Data
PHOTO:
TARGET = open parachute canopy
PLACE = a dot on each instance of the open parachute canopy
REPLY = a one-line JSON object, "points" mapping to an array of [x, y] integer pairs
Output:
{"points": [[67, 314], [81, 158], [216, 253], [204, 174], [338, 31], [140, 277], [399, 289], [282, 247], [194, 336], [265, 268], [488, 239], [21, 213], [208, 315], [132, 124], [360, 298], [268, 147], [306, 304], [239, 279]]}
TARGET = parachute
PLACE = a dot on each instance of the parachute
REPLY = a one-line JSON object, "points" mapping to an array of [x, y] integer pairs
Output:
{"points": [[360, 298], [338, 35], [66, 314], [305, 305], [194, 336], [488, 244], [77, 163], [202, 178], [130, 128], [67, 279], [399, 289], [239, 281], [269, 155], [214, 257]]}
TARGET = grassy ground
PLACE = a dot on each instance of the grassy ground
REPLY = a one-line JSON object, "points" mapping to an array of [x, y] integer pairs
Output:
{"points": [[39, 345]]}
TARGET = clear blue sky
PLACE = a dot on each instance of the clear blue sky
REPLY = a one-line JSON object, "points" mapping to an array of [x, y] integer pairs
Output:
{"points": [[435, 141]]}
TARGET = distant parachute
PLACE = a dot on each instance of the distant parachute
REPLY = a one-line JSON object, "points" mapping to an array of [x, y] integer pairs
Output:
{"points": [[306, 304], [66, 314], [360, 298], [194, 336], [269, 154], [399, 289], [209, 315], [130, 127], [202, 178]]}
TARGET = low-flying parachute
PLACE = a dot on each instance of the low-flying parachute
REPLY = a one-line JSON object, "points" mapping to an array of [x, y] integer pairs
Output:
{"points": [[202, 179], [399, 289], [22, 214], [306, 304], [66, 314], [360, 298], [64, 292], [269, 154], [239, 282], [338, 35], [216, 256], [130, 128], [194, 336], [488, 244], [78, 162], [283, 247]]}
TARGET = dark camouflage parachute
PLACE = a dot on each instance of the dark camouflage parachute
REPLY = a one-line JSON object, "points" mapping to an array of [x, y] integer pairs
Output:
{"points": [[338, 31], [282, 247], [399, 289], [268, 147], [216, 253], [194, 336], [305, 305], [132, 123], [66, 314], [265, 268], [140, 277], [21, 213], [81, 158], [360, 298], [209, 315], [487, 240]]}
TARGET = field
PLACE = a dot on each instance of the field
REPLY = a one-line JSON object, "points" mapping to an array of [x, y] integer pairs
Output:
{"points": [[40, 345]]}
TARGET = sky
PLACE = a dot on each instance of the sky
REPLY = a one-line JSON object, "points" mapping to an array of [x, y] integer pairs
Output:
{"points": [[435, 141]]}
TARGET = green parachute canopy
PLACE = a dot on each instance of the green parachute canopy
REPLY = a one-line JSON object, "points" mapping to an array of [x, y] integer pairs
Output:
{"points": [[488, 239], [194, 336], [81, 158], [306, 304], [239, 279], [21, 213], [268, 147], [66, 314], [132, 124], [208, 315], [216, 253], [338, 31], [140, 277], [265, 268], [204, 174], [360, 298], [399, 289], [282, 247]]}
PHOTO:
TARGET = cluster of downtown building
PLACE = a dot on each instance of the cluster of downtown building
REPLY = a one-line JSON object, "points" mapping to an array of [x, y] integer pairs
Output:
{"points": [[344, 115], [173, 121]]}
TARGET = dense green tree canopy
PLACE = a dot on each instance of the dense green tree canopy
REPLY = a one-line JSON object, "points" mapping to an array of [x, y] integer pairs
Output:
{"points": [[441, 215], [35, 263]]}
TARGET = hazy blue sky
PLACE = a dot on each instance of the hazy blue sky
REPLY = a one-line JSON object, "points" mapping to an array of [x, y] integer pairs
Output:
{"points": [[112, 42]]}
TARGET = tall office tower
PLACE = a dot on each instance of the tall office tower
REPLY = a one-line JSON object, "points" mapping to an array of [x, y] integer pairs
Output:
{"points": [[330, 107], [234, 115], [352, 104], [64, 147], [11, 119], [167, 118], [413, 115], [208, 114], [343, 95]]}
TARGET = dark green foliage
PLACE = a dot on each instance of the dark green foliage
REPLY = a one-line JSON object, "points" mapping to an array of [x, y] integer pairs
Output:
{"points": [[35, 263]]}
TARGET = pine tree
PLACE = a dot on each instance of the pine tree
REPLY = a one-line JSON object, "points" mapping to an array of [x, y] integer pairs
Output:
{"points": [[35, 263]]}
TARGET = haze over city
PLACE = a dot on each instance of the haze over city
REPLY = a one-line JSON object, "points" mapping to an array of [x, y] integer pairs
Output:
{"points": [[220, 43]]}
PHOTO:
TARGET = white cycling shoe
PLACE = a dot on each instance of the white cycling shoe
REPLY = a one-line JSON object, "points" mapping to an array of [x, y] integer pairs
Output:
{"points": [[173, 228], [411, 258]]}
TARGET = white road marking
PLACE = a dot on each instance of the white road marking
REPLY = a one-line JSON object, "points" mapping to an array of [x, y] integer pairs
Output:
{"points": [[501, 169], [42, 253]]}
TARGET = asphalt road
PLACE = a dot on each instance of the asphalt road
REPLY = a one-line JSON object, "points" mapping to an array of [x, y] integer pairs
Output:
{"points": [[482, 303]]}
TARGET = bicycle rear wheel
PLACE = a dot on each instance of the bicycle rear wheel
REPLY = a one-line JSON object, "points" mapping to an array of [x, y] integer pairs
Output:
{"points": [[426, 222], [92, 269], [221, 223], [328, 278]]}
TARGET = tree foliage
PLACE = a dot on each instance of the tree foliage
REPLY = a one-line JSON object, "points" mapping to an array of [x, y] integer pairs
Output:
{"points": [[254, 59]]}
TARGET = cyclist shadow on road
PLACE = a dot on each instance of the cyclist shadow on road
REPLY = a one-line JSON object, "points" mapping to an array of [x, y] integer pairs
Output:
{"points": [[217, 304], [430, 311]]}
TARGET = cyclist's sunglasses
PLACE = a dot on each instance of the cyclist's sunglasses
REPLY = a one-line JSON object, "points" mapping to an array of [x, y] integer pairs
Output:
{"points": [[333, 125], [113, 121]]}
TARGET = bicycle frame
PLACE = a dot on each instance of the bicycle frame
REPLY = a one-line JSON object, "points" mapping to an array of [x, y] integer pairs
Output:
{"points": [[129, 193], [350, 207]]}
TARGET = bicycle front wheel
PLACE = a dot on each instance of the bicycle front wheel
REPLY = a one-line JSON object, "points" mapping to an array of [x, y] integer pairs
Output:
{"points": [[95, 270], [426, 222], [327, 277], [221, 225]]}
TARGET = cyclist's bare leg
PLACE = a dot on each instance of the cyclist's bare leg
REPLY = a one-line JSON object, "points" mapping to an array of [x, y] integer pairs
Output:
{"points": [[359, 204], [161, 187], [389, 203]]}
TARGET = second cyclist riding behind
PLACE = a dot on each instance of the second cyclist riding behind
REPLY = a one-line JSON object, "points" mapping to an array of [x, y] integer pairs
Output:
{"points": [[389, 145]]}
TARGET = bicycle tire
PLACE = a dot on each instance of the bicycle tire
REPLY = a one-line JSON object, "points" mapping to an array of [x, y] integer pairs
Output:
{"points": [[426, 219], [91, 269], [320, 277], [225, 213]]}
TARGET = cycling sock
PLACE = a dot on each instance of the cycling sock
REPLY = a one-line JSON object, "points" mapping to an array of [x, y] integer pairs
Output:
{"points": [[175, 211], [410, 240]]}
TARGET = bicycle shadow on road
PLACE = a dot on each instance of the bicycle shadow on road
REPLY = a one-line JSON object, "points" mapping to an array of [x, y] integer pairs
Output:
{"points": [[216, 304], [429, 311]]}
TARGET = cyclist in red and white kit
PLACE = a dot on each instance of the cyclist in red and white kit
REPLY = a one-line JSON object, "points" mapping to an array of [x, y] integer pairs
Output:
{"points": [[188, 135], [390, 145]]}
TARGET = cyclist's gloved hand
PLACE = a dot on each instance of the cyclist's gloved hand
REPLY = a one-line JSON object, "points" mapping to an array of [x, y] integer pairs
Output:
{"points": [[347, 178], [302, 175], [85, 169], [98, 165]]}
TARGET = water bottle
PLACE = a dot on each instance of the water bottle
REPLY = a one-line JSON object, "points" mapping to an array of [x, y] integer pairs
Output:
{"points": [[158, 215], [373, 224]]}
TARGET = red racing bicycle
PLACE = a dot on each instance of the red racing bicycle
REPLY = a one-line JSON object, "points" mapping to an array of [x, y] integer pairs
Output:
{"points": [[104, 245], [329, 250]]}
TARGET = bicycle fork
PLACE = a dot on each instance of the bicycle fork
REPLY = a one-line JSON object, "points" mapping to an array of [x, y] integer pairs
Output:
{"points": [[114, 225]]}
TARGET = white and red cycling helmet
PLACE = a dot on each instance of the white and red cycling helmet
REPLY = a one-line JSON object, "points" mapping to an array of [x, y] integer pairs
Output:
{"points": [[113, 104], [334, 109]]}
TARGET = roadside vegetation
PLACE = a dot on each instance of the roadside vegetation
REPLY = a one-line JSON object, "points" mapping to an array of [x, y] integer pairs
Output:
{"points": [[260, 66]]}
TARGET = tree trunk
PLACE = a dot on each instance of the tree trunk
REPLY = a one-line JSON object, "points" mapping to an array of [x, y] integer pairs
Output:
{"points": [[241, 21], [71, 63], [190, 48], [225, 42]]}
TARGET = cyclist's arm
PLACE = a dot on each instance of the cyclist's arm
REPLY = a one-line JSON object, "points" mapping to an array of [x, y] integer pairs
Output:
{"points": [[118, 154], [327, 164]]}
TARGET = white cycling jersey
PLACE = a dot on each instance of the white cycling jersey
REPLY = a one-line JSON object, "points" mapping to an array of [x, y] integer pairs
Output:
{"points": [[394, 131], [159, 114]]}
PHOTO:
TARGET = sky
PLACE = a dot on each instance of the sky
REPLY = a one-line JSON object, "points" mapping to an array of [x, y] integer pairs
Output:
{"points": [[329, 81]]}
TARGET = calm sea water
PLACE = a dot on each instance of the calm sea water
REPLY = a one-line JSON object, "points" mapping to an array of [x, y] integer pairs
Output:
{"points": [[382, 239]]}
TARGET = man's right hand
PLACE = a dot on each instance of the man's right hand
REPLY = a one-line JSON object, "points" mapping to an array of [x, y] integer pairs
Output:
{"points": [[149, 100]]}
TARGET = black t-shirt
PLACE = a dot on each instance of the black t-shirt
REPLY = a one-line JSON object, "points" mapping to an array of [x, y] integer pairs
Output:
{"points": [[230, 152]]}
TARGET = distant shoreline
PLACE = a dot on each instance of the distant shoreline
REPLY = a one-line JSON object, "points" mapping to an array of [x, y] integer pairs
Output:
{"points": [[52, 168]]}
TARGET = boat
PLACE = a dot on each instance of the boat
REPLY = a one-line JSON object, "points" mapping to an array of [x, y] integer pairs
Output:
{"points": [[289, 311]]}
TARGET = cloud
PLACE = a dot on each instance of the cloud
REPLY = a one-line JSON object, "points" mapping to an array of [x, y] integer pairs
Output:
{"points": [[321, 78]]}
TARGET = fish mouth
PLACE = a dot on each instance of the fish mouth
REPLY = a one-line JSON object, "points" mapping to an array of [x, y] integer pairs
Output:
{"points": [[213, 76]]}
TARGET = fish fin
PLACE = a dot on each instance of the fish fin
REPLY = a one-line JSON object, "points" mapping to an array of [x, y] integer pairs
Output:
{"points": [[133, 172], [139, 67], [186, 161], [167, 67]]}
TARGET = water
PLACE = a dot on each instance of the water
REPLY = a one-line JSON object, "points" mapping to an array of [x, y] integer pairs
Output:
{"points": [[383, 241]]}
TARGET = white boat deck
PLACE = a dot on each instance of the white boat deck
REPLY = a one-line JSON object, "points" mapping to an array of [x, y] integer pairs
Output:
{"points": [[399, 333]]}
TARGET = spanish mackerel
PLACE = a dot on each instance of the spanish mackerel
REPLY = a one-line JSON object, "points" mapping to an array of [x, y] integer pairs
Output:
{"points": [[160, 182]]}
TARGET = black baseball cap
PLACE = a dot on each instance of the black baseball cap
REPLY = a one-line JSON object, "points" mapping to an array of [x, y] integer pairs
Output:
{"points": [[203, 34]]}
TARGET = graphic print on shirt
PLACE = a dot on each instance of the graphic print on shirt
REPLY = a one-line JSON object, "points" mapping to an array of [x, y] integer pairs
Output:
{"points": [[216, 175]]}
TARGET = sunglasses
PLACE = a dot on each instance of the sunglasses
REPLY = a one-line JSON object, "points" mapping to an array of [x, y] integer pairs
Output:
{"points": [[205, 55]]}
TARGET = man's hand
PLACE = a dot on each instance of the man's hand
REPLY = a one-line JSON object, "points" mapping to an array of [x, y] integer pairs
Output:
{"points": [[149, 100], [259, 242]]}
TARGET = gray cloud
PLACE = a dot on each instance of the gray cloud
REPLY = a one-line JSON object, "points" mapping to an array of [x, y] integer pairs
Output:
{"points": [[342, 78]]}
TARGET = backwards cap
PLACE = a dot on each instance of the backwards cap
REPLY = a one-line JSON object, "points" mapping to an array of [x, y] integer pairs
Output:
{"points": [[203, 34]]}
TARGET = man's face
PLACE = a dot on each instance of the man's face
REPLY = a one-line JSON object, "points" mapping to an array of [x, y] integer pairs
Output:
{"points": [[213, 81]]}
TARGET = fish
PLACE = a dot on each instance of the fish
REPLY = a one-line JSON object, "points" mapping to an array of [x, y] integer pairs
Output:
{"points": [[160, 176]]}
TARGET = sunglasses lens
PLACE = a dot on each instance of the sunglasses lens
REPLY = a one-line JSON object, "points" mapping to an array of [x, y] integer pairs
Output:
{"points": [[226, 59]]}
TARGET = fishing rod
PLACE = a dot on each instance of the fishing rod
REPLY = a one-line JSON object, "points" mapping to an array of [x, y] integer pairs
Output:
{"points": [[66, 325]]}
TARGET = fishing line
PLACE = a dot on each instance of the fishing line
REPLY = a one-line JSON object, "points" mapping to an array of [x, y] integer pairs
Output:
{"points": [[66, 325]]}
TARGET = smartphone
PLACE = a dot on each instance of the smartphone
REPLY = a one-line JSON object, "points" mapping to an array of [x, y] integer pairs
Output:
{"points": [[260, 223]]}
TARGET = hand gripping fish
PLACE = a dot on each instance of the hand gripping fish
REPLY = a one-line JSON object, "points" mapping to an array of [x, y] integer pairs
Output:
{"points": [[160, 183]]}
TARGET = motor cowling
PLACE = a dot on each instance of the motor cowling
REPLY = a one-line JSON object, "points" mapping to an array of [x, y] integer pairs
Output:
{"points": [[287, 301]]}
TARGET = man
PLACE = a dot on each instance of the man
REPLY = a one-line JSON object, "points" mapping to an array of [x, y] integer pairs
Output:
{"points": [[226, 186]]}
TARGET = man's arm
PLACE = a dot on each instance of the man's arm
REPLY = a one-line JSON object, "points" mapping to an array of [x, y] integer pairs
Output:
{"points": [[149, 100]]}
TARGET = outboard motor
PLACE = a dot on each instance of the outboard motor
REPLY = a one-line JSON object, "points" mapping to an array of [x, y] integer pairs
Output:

Problem details
For this exercise, please retype exactly the lines in the listing from the line with "TARGET = fishing line" through its last line, both ends included.

Result for this exercise
TARGET = fishing line
PLACE = a dot on each instance of the fishing line
REPLY = a one-line JSON object, "points" mapping to an array of [x, y] integer pairs
Output:
{"points": [[66, 325]]}
TARGET = smartphone
PLACE = a dot on each instance of the smartphone
REPLY = a one-line JSON object, "points" mapping to an array of [x, y] integer pairs
Output:
{"points": [[260, 223]]}
TARGET = hand gripping fish
PLACE = a dot on each instance of the hand gripping fish
REPLY = a one-line JSON object, "points" mapping to an array of [x, y] integer pairs
Output:
{"points": [[160, 183]]}
TARGET = motor cowling
PLACE = a dot on each instance of the motor cowling
REPLY = a one-line JSON object, "points" mapping to an array of [x, y] integer pairs
Output:
{"points": [[287, 301]]}
TARGET = man
PLACE = a dot on each instance of the man
REPLY = a one-line JSON object, "points" mapping to an array of [x, y] integer pairs
Output:
{"points": [[226, 186]]}
TARGET = man's arm
PLACE = a dot on each instance of the man's arm
REPLY = a one-line JSON object, "points" mapping to an array of [x, y] integer pairs
Output:
{"points": [[149, 100]]}
TARGET = outboard motor
PLACE = a dot on each instance of the outboard motor
REPLY = a one-line JSON object, "points" mapping to an array of [x, y] integer pairs
Output:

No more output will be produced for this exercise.